:: Exercise instructions ::
Can you retype every one of the entries below word for word, leaving the pictures out?

— START Records shown —

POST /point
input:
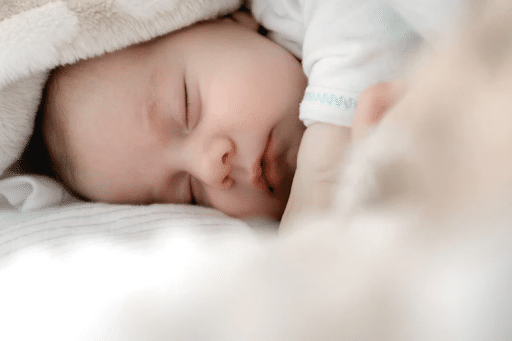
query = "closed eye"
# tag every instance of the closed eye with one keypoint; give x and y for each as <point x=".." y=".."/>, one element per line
<point x="193" y="200"/>
<point x="187" y="108"/>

— END Records shown —

:: Finished answer ::
POST /point
input:
query = "closed eye"
# tag every instance of the closed eye with one keypoint; give x and y for each as <point x=".." y=".."/>, one element per line
<point x="193" y="200"/>
<point x="187" y="108"/>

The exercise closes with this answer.